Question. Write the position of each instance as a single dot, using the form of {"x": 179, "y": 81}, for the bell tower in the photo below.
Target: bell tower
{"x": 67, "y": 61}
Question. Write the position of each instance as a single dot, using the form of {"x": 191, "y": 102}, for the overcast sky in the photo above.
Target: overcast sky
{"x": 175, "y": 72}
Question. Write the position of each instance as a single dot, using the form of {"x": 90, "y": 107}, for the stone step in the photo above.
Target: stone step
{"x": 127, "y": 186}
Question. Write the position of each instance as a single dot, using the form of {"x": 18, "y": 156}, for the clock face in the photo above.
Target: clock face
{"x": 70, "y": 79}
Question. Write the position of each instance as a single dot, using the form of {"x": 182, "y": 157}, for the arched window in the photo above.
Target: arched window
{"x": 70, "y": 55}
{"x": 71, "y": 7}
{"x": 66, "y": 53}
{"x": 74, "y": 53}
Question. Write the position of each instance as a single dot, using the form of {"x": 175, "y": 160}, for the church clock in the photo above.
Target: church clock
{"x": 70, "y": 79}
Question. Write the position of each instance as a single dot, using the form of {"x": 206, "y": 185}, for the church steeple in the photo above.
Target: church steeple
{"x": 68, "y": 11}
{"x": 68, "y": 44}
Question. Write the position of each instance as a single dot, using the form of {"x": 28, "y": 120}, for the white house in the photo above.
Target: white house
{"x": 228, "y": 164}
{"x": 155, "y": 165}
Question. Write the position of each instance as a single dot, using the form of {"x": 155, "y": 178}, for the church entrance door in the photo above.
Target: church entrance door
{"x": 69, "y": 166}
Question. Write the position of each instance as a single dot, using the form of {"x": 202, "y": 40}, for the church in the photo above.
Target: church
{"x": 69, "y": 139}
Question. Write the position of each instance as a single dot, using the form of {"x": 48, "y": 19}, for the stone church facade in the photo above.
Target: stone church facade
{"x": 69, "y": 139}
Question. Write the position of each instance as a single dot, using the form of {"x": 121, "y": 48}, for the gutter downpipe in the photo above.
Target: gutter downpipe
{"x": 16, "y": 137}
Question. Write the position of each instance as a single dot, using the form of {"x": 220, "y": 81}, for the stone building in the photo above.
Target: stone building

== ASSIGNMENT ==
Reproduce every line in the records above that contains the word "building".

== ANSWER SECTION ==
Question. Write the position of each instance as a single dot, using the form of {"x": 220, "y": 81}, for the stone building in the photo above.
Target: stone building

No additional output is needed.